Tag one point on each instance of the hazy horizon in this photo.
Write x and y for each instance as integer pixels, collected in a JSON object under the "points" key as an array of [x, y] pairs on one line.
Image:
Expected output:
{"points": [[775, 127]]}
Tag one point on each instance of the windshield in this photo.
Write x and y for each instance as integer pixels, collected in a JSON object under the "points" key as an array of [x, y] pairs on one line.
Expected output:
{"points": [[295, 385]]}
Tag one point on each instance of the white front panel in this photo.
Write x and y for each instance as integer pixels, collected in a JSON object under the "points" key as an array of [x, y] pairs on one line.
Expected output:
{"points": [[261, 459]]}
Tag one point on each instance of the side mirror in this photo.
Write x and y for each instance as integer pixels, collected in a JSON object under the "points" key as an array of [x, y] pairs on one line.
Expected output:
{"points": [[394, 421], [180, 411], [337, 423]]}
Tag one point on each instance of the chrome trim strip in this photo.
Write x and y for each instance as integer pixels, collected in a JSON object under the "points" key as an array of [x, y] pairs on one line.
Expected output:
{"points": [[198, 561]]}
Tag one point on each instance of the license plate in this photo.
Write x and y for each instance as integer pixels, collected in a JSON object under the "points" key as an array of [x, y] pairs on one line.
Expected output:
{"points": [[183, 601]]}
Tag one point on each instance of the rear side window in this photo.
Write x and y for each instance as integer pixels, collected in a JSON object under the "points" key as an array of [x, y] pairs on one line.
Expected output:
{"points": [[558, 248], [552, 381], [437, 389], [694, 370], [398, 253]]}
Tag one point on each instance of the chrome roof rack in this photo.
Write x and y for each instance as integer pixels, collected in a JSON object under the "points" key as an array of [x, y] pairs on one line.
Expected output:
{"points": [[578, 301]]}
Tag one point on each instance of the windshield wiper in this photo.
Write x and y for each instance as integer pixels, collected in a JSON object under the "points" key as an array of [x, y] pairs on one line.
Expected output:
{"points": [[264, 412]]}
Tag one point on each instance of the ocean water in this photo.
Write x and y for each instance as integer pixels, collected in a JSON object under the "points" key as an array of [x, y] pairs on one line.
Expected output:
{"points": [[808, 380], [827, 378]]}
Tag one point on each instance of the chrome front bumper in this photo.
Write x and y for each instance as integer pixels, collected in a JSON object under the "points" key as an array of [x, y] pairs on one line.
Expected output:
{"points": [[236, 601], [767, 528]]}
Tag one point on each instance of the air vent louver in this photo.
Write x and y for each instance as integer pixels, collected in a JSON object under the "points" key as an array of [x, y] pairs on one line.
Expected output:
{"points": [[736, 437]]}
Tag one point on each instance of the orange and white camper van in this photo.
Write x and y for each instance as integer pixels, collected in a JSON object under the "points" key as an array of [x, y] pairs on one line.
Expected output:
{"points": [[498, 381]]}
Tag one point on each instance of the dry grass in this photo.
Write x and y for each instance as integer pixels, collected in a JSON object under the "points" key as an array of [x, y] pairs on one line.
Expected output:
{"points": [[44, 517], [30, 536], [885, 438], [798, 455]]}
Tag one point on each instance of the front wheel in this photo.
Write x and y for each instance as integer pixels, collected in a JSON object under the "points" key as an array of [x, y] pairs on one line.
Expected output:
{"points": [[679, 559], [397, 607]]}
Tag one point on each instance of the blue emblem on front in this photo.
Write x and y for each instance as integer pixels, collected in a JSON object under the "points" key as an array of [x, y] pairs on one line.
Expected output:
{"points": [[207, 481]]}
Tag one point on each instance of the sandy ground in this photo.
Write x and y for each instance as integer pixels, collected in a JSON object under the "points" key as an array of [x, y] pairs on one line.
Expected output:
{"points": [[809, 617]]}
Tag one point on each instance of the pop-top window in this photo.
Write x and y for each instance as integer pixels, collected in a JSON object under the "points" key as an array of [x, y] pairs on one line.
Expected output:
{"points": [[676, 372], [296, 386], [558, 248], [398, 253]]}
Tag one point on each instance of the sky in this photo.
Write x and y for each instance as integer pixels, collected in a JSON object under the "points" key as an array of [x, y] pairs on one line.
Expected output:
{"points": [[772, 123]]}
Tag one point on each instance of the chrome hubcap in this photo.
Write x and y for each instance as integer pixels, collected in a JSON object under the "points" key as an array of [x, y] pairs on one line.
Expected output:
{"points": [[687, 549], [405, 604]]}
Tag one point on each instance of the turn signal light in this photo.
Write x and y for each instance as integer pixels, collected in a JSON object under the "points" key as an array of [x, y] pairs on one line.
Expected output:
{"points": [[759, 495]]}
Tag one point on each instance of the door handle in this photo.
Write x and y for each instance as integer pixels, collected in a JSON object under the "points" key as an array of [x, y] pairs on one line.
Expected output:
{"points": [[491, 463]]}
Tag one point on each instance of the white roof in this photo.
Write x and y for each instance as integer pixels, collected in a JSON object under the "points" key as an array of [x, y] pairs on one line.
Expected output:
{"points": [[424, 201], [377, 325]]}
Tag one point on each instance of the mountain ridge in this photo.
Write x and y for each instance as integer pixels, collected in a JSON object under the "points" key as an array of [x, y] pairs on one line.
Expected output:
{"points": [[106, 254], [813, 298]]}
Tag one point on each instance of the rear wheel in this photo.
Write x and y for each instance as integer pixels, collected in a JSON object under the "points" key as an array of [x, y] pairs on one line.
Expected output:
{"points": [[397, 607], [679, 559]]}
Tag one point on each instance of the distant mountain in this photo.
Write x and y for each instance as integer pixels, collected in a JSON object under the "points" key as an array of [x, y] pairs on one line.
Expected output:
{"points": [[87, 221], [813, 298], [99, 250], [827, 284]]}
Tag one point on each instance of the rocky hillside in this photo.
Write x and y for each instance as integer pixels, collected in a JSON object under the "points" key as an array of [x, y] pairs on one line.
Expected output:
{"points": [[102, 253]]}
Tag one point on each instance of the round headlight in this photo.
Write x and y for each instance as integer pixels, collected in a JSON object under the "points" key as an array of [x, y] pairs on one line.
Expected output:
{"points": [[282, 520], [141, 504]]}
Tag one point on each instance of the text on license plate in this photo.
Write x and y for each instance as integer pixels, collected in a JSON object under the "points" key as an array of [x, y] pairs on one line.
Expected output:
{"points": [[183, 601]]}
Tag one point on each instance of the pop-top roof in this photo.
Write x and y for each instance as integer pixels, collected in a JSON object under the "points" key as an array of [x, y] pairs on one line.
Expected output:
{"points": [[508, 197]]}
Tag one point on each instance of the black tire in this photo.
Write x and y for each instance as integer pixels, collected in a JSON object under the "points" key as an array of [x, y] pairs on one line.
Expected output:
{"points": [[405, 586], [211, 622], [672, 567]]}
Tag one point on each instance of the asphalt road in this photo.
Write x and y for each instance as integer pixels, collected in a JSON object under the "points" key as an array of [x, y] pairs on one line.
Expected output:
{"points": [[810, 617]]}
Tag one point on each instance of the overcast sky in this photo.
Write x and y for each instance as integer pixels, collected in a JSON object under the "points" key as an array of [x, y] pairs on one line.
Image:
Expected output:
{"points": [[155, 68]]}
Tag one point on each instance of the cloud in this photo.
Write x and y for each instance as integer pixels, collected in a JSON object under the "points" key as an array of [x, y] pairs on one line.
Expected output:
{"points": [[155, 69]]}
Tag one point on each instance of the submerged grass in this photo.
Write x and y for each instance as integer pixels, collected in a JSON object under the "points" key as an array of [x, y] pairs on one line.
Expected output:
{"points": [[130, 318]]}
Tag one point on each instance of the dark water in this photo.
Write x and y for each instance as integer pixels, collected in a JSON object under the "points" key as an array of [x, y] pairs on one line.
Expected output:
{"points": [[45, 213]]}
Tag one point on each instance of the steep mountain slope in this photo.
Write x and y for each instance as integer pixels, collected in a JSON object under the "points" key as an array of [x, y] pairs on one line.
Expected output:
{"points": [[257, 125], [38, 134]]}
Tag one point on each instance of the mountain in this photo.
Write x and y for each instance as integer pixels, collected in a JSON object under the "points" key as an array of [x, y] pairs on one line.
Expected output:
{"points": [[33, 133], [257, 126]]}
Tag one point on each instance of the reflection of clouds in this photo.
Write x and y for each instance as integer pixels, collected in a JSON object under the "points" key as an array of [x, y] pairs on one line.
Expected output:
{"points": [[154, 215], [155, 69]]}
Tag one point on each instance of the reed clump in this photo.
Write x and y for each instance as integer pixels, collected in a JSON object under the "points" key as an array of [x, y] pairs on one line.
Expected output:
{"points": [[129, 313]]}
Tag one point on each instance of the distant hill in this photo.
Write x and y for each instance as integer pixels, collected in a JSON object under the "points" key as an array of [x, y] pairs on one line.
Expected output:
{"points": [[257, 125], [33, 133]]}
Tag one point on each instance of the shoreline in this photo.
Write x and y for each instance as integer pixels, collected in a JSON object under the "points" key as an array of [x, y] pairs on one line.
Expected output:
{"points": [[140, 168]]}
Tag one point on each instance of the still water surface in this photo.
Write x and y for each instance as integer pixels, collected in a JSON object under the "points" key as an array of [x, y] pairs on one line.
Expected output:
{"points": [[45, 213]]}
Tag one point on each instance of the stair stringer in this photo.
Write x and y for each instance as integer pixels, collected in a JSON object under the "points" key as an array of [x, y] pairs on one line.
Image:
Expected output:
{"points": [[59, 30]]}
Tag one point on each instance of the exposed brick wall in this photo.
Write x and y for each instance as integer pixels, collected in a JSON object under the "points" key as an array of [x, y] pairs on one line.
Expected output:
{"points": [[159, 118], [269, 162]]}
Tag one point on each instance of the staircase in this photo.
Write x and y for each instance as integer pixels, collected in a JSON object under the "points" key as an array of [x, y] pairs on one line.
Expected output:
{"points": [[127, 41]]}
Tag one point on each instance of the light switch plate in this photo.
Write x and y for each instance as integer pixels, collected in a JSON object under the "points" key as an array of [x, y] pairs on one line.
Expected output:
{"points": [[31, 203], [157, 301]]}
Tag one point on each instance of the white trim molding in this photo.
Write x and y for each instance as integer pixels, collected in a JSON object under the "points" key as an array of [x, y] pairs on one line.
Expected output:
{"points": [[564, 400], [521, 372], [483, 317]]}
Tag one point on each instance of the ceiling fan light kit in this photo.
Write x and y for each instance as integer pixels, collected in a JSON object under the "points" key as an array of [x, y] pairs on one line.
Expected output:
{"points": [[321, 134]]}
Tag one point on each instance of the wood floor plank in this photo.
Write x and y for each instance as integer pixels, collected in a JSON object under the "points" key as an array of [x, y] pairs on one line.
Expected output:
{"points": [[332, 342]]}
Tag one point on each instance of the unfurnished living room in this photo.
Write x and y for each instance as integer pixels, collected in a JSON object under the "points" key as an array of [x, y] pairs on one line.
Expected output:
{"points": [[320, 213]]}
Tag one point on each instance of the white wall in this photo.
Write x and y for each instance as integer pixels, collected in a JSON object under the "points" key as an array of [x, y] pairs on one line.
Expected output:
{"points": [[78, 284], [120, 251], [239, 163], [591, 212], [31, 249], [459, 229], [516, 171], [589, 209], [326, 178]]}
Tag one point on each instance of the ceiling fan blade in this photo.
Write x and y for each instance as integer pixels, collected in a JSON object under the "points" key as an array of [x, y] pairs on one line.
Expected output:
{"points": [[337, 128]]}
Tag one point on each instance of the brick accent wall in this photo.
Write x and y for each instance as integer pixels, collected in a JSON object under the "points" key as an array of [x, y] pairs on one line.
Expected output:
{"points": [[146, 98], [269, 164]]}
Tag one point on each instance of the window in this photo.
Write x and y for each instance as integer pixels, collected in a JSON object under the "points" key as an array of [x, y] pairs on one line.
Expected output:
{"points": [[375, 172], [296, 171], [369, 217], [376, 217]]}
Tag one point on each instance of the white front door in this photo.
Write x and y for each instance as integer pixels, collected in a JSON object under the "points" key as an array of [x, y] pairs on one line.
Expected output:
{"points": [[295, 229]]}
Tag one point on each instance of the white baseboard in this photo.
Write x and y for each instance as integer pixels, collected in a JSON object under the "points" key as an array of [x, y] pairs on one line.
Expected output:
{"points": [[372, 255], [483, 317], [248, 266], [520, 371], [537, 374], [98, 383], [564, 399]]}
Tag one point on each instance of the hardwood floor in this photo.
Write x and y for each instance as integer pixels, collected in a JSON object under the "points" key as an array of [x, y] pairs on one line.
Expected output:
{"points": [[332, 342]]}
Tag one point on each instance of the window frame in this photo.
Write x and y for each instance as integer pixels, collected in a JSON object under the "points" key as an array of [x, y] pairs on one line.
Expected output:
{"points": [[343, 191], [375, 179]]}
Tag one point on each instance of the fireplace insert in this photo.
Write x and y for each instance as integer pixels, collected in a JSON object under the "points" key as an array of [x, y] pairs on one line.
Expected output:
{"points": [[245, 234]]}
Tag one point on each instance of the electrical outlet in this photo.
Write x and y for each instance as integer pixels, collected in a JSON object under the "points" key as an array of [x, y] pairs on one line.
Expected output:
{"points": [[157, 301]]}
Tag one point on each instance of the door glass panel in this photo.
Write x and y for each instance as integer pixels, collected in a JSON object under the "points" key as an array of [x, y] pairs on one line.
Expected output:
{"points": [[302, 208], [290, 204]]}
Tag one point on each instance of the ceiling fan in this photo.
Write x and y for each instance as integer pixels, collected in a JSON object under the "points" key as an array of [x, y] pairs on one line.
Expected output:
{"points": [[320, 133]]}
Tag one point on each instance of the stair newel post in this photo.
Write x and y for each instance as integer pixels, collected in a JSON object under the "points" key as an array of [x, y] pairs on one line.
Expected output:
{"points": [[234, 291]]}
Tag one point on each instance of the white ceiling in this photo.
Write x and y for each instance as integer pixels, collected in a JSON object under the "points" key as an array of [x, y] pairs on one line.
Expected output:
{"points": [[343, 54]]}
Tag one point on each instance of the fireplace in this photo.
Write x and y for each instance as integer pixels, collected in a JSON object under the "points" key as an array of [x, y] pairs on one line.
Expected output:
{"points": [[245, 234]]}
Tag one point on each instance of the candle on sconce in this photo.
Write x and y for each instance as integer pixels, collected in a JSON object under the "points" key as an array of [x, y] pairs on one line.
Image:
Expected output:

WHAT IS NEEDED: Quote every line from the line containing "Tag one point on each instance of the white ceiling" through the closing line of the listing, including both.

THE RESULT:
Tag one point on each instance of the white ceiling in this photo.
Write x and y for each instance as integer pixels, collected in a JSON object under the "points" key as an array of [x, y] pairs on one line.
Expected output:
{"points": [[343, 54]]}
Tag one point on each instance of the fireplace in this photo.
Write x and y for each instance as integer pixels, collected in a JSON object under the "points" key as an array of [x, y] pairs on one line.
Expected output:
{"points": [[245, 234]]}
Tag one point on each instance of the candle on sconce in this photo.
Write x and y for each instance as integer pixels, collected in a JSON object under the "points" key as an array of [x, y] pairs on one line.
Image:
Expected output:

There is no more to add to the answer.